Set task: All the data should come back exactly as it was given.

Dataset content:
########################################
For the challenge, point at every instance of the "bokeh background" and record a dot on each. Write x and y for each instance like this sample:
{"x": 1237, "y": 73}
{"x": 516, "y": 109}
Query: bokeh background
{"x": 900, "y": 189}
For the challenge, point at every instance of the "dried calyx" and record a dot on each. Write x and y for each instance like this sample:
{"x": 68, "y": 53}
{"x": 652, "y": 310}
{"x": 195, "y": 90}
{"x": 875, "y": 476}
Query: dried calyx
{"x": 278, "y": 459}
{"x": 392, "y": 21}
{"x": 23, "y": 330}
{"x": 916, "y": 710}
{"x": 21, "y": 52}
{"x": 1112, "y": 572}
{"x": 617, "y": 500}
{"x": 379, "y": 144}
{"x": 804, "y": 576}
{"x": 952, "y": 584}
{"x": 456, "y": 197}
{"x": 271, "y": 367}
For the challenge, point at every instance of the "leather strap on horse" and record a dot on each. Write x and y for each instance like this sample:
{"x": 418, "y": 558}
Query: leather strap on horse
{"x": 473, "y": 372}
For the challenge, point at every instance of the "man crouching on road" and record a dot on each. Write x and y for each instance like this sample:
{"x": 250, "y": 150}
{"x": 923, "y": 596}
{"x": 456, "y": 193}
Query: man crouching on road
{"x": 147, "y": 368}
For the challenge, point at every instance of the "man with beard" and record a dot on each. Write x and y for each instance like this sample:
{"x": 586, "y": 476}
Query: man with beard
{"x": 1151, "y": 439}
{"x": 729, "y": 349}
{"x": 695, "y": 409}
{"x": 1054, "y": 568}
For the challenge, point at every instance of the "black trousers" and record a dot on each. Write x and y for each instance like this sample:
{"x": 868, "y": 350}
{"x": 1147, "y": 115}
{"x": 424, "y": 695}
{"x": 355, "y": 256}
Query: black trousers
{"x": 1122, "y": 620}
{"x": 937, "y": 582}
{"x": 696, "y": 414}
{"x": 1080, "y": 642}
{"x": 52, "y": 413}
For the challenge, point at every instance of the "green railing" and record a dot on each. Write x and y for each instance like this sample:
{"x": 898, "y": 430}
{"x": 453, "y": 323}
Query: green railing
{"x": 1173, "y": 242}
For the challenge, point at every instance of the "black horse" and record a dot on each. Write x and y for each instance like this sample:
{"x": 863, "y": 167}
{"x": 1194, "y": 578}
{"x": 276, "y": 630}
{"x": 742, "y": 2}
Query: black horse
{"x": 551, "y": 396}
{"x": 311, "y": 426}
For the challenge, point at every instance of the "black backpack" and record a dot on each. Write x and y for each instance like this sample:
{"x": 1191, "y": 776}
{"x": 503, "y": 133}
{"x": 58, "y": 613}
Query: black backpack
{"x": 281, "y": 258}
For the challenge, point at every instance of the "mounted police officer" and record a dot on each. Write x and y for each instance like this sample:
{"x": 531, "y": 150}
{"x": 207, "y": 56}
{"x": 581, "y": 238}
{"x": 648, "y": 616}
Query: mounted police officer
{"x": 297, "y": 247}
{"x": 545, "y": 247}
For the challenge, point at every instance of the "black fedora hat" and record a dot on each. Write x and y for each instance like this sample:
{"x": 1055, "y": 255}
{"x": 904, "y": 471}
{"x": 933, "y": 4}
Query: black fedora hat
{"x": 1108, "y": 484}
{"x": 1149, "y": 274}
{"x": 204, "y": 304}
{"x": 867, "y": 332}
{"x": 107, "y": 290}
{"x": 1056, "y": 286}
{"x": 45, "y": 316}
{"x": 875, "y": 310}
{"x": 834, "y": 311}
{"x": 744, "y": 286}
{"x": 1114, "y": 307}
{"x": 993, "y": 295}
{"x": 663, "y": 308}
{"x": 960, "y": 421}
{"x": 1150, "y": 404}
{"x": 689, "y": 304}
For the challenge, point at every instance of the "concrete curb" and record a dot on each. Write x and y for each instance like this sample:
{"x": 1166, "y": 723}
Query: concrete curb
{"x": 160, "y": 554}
########################################
Answer to the problem:
For the challenge, point at every instance of the "bokeh background" and record a dot on each. Write x and y for each instance like this sample:
{"x": 1237, "y": 73}
{"x": 516, "y": 109}
Query: bokeh background
{"x": 900, "y": 189}
For the challenge, point at every instance of the "dried calyx" and record a dot on each. Write x and y for each instance like this sample:
{"x": 68, "y": 53}
{"x": 652, "y": 310}
{"x": 195, "y": 90}
{"x": 875, "y": 476}
Query: dried calyx
{"x": 278, "y": 459}
{"x": 392, "y": 21}
{"x": 23, "y": 330}
{"x": 916, "y": 710}
{"x": 21, "y": 52}
{"x": 1112, "y": 572}
{"x": 617, "y": 500}
{"x": 379, "y": 144}
{"x": 804, "y": 576}
{"x": 952, "y": 584}
{"x": 456, "y": 197}
{"x": 271, "y": 367}
For the challenge, point at every instance of the "leather strap on horse" and record a dot on each. Write x and y for each instance like this sample:
{"x": 418, "y": 558}
Query: leather strap on horse
{"x": 473, "y": 372}
For the challenge, point at every instance of the "man crouching on road" and record a dot on each. Write x and y for each instance like this sample:
{"x": 250, "y": 150}
{"x": 923, "y": 596}
{"x": 456, "y": 193}
Query: man crouching on road
{"x": 147, "y": 368}
For the challenge, point at every instance of the "man with beard" and record a dot on each. Write x and y for each instance like this sample:
{"x": 586, "y": 476}
Query: man with beard
{"x": 1151, "y": 439}
{"x": 729, "y": 349}
{"x": 695, "y": 409}
{"x": 1054, "y": 568}
For the challenge, point at every instance of the "black trousers" and record a dot on each. Write x and y for each instance like this sample:
{"x": 868, "y": 350}
{"x": 1147, "y": 115}
{"x": 424, "y": 695}
{"x": 355, "y": 256}
Query: black trousers
{"x": 1122, "y": 620}
{"x": 937, "y": 582}
{"x": 696, "y": 414}
{"x": 1080, "y": 642}
{"x": 52, "y": 413}
For the challenge, point at every instance of the "green railing" and record a dot on each. Write x and y for each instance like this sample:
{"x": 898, "y": 430}
{"x": 453, "y": 323}
Query: green railing
{"x": 1173, "y": 242}
For the challenge, point at every instance of the "black horse" and record a dot on each. Write x and y for each instance like this sample:
{"x": 863, "y": 167}
{"x": 1194, "y": 578}
{"x": 276, "y": 630}
{"x": 742, "y": 2}
Query: black horse
{"x": 551, "y": 396}
{"x": 311, "y": 426}
For the challenge, point at every instance of the "black backpack" and record a dot on each. Write x and y for each instance like this sample:
{"x": 1191, "y": 776}
{"x": 503, "y": 133}
{"x": 58, "y": 613}
Query: black backpack
{"x": 281, "y": 258}
For the challenge, point at every instance of the "mounted police officer" and record a dot on each. Write x and y for each instance like this sample:
{"x": 531, "y": 150}
{"x": 207, "y": 56}
{"x": 581, "y": 238}
{"x": 648, "y": 616}
Query: mounted police officer
{"x": 297, "y": 247}
{"x": 545, "y": 247}
For the challenge, point at every instance of the "black fedora hat" and record a dot on each. Write x and y for each instance like this sample:
{"x": 1055, "y": 255}
{"x": 904, "y": 471}
{"x": 933, "y": 4}
Query: black fedora hat
{"x": 1108, "y": 484}
{"x": 1149, "y": 274}
{"x": 204, "y": 304}
{"x": 867, "y": 332}
{"x": 107, "y": 290}
{"x": 1056, "y": 286}
{"x": 45, "y": 316}
{"x": 875, "y": 310}
{"x": 834, "y": 311}
{"x": 744, "y": 286}
{"x": 1114, "y": 307}
{"x": 993, "y": 295}
{"x": 663, "y": 308}
{"x": 960, "y": 421}
{"x": 1150, "y": 404}
{"x": 689, "y": 304}
For the challenge, point at every instance of the "concrete curb" and record a dot on each. Write x and y for each instance like this sample:
{"x": 1166, "y": 723}
Query: concrete curb
{"x": 160, "y": 554}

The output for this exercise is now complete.